Passage to read =
_ _ _
[ovs-dev] [PATCH ovn v3] ovn-northd: Skip unsnat flows for load balancer vips in router ingress pipeline

Mark Michelson mmichels at redhat.com
Thu Mar 26 14:58:54 UTC 2020


Acked-by: Mark Michelson <mmichels at redhat.com>

On 3/26/20 10:49 AM, numans at ovn.org wrote:
> From: Numan Siddique <numans at ovn.org>
> 
> Suppose there is below NAT entry with external_ip = 172.168.0.100
> 
> nat <UUID>
>      external ip: "172.168.0.100"
>      logical ip: "10.0.0.0/24"
>      type: "snat"
> 
> And a load balancer with the VIP - 172.168.0.100
> 
> _uuid               : <UUID>
> external_ids        : {}
> name                : lb1
> protocol            : tcp
> vips                : {"172.168.0.100:8080"="10.0.0.4:8080"}
> 
> And if these are associated to a gateway logical router
> 
> Then we will see the below lflows in the router pipeline
> 
> ...
> table=5 (lr_in_unsnat       ), priority=90   , match=(ip && ip4.dst == 172.168.0.100), action=(ct_snat;)
_ _ _
Records provided =
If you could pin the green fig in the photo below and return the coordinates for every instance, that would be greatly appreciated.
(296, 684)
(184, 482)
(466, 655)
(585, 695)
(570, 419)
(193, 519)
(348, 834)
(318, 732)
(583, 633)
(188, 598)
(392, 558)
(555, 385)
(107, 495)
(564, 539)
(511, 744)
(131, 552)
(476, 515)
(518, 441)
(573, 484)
_ _ _
Description of the task = In the patch email, what is the name of the load balancer whose VIP is 172.168.0.100? The entries are material apart from the patch email.

Worked answer = lb1